Como fica o português de quem vive num país com muitas línguas?
Quem vive fora de sua terra natal com filhos, tendo eles nascido no Brasil ou não, sabe que nem sempre é fácil fazê-los falar o idioma dos pais. Essa dificuldade torna-se anda maior quando se viver num país onde se fala várias línguas. A Costa Rica tem muitos estrangeiros. Vocês podem ter uma ideia da expressividade desse “muitos” pelas estatísticas de 2015 da Organização para a Cooperação e Desenvolvimento Econômico (OECD), que mostra que para cada 10 pessoas no país, “quase uma” nasceu fora.
Na cidade onde moro, Santa Ana, próxima da capital, é normal você ouvir pessoas conversando em outro idioma que não o espanhol, língua oficial daqui, numa simples ida rápida ao mercado. E a exposição a outras culturas é muito comum. Com isso, podem imaginar que o inglês também é popular, mesmo não sendo considerado oficial. Holandeses, alemães, italianos, chineses, japoneses, tailandeses são outros que cruzam meu caminho com certa frequência. E muito outros que nem sei definir de onde vêm.

Instrução 1: Reúna, copiando-as por inteiro, todas as linhas que contêm a palavra "sweater".
O trecho sobre o português na Costa Rica não guarda relação alguma com as linhas.

Linhas listadas:
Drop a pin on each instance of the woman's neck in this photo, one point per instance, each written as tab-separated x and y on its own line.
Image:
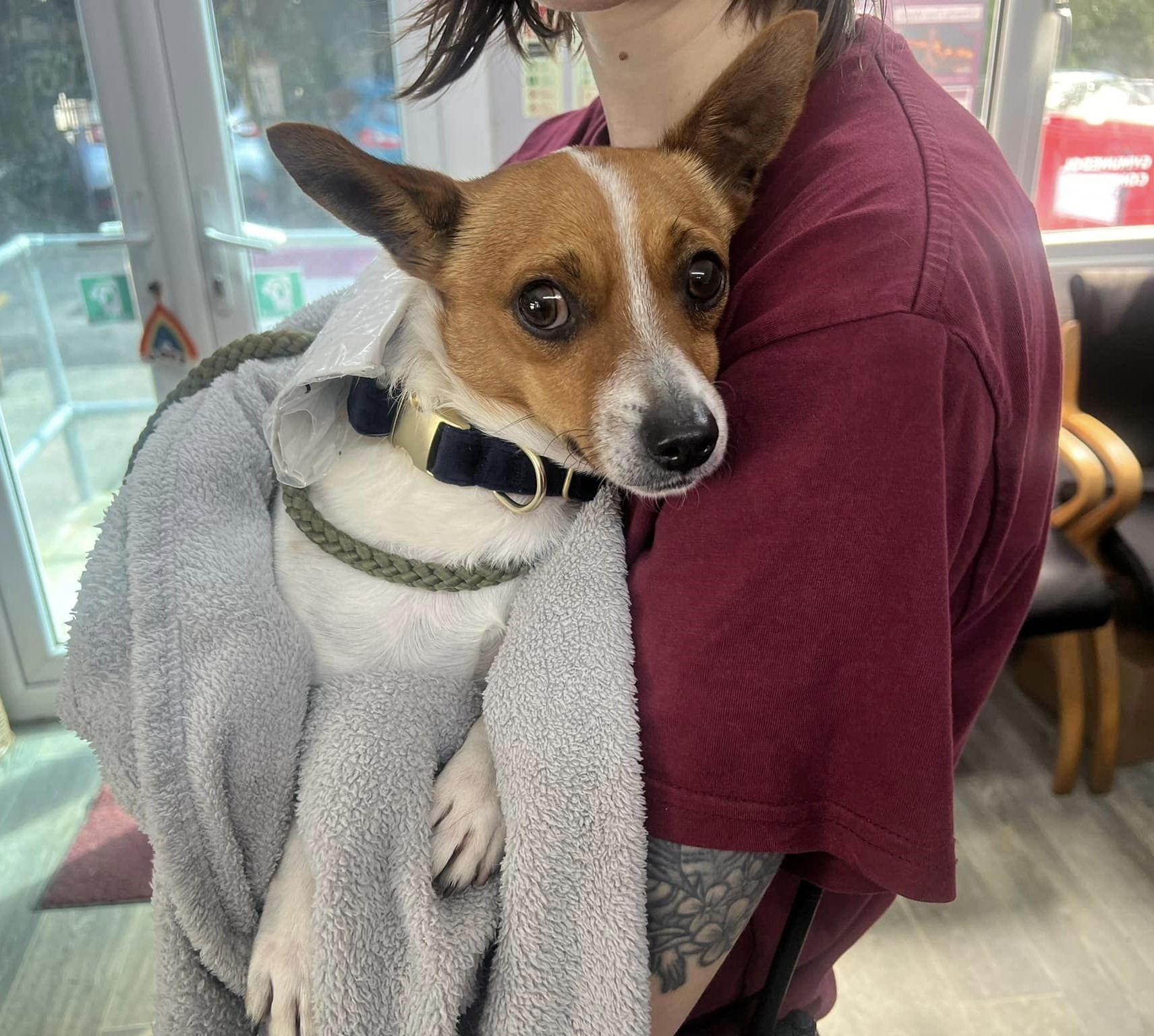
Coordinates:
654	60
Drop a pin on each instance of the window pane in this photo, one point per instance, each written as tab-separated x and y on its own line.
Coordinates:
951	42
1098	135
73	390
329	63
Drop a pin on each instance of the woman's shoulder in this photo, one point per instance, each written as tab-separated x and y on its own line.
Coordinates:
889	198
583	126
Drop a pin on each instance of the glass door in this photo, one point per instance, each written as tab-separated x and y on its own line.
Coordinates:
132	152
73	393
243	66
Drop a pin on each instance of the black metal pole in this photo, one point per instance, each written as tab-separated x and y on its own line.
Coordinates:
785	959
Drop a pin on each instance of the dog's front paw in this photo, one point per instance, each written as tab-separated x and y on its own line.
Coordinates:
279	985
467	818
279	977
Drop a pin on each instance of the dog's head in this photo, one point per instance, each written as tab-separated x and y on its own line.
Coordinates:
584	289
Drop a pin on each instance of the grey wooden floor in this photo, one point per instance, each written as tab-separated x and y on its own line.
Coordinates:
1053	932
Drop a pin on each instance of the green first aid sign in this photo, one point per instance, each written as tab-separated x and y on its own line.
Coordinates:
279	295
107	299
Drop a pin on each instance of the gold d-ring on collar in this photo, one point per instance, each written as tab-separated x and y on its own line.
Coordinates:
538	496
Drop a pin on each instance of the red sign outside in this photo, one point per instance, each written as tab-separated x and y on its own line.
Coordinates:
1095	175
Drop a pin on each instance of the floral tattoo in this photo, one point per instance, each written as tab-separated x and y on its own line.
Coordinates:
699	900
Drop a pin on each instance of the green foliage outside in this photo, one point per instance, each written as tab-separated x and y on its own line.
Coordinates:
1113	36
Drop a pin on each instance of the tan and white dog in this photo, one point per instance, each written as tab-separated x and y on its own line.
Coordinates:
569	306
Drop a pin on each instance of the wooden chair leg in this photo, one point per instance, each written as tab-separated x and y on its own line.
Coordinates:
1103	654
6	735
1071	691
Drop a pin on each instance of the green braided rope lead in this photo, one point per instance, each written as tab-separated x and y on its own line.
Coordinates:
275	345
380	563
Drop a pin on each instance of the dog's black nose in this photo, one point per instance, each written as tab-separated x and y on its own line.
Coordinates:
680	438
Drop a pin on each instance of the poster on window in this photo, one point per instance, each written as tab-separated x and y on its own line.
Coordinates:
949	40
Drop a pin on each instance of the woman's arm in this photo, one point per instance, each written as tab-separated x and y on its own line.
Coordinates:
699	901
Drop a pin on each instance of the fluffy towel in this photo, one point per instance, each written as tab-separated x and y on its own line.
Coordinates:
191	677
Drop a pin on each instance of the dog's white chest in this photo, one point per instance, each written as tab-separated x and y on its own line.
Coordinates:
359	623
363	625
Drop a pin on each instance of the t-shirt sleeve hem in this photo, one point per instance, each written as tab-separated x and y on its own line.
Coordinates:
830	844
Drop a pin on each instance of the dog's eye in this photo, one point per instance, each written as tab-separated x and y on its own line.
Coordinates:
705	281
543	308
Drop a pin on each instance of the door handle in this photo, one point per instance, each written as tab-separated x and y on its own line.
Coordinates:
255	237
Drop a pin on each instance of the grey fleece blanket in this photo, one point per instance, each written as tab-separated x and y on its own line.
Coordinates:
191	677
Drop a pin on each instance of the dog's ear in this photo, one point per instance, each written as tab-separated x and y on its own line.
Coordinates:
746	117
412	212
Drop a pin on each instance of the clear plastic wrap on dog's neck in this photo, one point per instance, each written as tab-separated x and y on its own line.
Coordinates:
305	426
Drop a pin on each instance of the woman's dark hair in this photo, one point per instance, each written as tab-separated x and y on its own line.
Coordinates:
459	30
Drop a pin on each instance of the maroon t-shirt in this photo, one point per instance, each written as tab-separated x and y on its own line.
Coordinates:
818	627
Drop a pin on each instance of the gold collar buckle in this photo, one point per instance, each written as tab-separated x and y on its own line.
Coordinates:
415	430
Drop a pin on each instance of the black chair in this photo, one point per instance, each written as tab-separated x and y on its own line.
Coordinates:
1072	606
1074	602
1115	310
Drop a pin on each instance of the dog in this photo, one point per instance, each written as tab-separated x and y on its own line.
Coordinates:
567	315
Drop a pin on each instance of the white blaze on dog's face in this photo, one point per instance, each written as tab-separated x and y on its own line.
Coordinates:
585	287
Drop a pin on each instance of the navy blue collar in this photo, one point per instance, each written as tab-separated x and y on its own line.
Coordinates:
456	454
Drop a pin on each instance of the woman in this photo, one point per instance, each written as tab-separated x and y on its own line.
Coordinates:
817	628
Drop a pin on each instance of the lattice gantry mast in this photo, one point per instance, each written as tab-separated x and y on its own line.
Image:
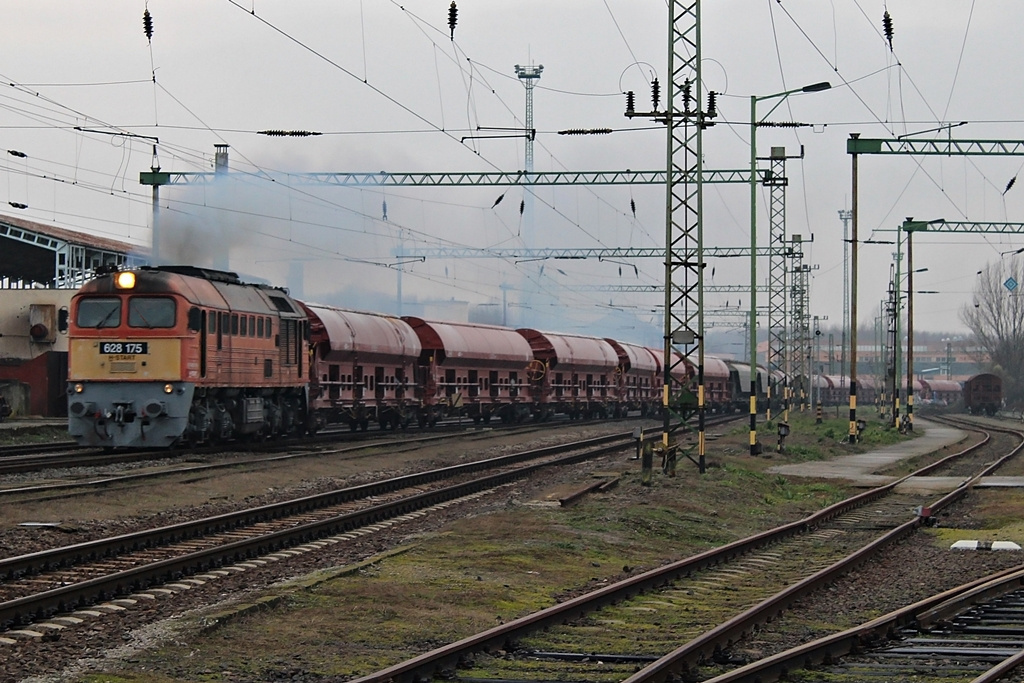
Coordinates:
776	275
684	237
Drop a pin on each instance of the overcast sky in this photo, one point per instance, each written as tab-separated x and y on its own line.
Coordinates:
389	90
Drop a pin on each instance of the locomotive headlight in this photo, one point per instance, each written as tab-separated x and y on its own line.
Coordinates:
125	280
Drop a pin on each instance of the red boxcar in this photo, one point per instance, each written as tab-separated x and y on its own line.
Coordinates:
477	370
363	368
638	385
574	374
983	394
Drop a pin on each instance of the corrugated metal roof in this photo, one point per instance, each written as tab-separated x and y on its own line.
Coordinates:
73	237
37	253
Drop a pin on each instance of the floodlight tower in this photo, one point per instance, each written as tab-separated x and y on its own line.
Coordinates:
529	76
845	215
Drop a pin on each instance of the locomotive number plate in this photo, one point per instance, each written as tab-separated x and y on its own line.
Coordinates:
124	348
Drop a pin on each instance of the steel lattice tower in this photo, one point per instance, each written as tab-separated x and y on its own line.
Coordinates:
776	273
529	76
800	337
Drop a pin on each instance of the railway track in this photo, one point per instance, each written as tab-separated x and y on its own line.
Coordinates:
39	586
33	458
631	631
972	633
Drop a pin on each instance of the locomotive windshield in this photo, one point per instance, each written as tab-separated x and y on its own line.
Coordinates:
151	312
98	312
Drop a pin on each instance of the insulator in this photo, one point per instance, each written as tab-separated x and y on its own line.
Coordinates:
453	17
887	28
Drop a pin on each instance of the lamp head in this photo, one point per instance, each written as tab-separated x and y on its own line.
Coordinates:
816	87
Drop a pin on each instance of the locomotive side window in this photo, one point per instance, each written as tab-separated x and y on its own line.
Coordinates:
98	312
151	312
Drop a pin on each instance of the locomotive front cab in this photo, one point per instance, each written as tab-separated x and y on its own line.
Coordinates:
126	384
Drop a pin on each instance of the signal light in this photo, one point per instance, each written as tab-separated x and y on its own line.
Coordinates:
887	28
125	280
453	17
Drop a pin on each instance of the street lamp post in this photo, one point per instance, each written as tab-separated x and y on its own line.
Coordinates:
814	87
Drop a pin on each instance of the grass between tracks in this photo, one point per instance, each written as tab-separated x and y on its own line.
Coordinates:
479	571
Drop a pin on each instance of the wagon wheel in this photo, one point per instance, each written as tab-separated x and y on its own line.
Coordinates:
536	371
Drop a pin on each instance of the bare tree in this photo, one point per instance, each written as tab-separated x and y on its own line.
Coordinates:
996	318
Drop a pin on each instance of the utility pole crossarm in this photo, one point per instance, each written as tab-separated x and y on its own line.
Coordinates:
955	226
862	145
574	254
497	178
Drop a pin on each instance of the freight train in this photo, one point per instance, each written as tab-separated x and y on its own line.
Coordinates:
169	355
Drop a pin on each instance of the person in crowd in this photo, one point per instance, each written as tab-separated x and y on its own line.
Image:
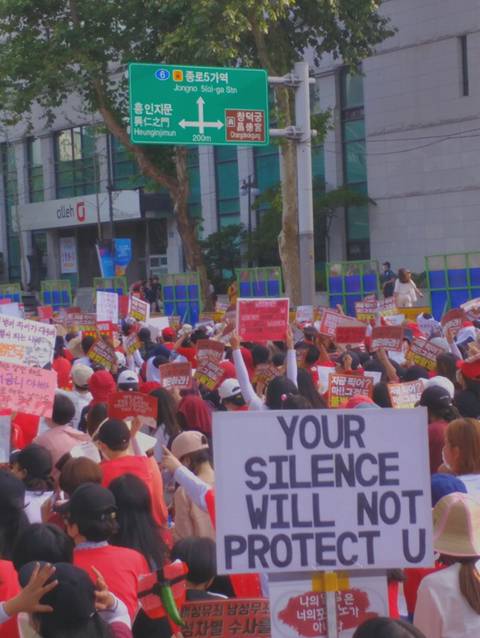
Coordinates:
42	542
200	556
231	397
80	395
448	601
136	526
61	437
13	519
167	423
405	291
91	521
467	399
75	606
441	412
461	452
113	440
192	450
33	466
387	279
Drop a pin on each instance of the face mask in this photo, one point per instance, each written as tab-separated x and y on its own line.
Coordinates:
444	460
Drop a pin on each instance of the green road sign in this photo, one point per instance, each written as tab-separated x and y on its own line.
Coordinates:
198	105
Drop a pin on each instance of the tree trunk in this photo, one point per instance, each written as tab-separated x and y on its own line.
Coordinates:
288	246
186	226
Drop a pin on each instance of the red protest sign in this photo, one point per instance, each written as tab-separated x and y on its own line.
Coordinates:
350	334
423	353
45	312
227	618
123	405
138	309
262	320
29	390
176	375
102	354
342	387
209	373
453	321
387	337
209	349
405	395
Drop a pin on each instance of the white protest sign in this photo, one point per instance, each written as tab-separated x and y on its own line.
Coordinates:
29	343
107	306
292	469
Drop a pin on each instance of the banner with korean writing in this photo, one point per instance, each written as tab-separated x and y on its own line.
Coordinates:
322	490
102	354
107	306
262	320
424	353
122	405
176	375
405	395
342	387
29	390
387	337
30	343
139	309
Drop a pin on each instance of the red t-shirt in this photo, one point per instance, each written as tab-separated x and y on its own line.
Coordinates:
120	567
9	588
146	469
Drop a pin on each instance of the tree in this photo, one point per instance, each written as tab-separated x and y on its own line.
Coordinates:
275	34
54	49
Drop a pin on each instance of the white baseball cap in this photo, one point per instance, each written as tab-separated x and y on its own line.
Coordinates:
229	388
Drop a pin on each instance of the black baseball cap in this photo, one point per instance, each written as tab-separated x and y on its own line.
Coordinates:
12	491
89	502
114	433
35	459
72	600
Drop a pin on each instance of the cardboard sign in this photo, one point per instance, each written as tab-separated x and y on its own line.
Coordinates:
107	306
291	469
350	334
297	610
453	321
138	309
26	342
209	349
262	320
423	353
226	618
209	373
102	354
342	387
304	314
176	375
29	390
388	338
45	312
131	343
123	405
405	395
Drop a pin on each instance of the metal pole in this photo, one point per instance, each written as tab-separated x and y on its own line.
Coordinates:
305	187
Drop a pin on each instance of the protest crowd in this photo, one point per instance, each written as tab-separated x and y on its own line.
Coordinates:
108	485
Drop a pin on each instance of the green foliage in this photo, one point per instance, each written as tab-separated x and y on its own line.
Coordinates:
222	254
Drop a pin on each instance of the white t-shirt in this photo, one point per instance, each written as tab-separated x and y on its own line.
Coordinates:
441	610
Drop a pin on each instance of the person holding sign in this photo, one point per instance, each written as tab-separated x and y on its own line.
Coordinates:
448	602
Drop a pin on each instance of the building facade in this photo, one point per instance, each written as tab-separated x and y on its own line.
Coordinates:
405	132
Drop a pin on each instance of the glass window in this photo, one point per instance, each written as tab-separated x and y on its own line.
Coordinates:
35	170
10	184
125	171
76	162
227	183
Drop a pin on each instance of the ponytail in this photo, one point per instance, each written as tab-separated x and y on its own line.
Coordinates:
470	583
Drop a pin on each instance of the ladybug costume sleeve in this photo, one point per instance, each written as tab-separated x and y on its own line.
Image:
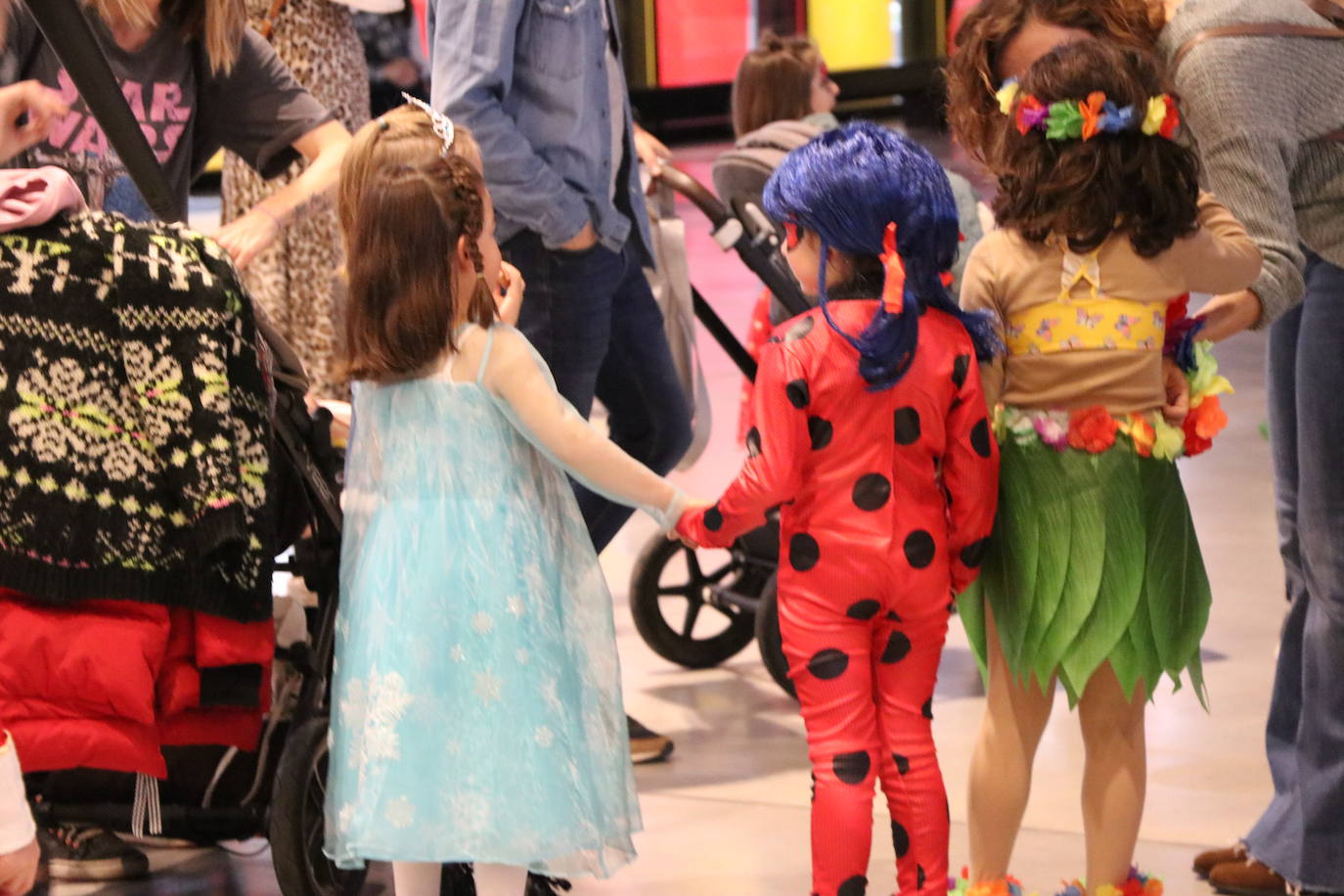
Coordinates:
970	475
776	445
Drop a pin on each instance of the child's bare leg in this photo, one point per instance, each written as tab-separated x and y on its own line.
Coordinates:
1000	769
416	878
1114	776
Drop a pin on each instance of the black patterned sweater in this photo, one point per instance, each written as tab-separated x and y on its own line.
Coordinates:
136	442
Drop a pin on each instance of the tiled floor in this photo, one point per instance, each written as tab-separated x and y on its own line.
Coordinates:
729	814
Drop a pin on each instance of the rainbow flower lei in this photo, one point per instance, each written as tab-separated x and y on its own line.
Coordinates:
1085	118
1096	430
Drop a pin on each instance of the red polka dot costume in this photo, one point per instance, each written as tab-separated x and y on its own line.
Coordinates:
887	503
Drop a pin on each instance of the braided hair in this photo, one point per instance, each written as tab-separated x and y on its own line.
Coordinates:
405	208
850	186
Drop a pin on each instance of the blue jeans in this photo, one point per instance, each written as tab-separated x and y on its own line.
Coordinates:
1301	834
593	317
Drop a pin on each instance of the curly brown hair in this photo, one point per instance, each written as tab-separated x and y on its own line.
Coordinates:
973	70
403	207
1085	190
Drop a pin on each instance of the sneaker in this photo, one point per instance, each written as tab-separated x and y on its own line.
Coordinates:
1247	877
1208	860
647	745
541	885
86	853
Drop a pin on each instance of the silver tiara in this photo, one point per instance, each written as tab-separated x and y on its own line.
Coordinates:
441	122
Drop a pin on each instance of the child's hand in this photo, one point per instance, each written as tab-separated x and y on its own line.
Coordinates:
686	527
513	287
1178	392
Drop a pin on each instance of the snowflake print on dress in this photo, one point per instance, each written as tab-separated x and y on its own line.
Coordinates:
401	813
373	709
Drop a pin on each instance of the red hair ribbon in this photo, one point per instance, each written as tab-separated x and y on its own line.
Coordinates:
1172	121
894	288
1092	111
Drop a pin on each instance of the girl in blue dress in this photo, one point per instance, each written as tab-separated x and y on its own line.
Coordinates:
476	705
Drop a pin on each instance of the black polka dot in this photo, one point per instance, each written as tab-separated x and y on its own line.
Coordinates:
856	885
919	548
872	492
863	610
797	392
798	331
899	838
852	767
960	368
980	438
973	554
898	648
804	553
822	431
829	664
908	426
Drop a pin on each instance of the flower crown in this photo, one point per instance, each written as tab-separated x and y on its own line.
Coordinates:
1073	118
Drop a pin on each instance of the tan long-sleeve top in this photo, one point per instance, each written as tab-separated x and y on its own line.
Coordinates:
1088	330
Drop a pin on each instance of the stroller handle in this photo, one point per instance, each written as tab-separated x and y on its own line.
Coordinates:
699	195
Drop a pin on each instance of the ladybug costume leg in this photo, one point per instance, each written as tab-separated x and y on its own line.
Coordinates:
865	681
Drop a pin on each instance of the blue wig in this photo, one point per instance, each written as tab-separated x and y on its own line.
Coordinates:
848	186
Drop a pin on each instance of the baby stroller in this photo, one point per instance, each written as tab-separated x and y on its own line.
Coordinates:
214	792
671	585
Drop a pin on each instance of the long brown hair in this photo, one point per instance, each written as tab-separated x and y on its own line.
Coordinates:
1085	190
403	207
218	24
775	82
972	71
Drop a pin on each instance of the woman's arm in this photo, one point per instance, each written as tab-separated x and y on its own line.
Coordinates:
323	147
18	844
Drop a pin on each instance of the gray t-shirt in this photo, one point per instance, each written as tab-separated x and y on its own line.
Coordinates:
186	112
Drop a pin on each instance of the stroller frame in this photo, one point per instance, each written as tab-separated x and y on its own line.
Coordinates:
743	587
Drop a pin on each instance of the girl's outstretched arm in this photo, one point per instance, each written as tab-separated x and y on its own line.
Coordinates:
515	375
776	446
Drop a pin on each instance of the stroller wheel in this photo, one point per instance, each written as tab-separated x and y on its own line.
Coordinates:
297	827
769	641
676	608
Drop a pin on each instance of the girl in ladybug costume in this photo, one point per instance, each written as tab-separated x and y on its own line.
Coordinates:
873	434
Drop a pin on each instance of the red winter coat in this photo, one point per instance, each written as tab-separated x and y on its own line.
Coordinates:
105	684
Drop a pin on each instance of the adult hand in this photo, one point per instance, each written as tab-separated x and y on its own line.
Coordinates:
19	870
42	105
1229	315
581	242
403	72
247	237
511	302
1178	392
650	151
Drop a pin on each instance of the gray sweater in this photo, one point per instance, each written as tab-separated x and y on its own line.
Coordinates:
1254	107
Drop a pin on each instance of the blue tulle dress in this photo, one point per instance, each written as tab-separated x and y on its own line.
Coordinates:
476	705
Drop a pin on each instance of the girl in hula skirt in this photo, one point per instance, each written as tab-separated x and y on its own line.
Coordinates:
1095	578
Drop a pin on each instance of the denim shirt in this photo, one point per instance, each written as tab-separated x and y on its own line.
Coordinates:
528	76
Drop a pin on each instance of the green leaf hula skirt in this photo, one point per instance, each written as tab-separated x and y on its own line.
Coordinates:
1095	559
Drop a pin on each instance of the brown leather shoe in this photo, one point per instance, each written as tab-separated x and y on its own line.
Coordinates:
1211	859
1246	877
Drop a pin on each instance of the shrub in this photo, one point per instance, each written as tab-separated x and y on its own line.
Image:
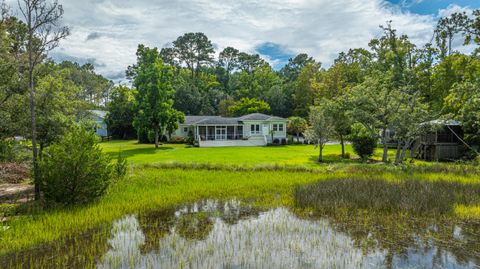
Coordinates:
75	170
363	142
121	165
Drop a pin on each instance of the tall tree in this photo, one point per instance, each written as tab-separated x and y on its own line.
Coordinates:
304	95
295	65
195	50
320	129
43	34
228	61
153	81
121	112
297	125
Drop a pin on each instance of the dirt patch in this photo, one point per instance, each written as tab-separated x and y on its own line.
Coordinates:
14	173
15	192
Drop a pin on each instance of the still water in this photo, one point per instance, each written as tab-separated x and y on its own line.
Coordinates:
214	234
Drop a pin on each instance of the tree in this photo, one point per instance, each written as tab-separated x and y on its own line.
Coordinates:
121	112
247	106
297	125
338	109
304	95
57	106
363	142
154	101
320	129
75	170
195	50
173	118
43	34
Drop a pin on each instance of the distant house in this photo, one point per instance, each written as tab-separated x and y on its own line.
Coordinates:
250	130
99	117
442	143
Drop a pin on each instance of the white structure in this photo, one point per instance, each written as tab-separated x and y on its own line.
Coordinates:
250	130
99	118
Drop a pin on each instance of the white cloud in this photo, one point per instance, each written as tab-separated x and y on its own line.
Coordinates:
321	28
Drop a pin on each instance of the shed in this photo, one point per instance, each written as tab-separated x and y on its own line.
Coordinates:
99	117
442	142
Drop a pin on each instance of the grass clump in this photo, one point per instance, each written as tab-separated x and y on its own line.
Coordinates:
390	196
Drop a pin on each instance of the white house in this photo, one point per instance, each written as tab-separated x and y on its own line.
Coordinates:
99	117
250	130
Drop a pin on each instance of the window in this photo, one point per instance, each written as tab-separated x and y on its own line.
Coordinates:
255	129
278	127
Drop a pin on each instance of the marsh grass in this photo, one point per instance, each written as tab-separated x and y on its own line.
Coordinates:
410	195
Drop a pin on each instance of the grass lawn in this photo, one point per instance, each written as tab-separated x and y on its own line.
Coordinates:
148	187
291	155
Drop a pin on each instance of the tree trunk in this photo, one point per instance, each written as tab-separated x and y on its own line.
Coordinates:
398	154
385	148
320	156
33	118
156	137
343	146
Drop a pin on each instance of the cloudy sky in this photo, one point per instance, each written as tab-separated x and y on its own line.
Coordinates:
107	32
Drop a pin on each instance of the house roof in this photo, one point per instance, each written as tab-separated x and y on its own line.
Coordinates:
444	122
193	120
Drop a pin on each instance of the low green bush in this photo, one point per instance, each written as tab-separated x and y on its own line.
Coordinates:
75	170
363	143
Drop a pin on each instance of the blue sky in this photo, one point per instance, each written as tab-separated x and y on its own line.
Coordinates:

Instrução 2: Transcreva, do trecho sobre o português na Costa Rica, a passagem que começa em "Na cidade onde" e prossegue até "de onde vêm.".

Resposta correta 1:
Drop a pin on each instance of the black patterned sweater in this photo, one point per instance, each written as tab-separated x and y on its own line.
Drop a pin on each instance of the gray sweater in this photo, one point per instance, each written as tab-separated x and y on its own line.

Resposta correta 2:
Na cidade onde moro, Santa Ana, próxima da capital, é normal você ouvir pessoas conversando em outro idioma que não o espanhol, língua oficial daqui, numa simples ida rápida ao mercado. E a exposição a outras culturas é muito comum. Com isso, podem imaginar que o inglês também é popular, mesmo não sendo considerado oficial. Holandeses, alemães, italianos, chineses, japoneses, tailandeses são outros que cruzam meu caminho com certa frequência. E muito outros que nem sei definir de onde vêm.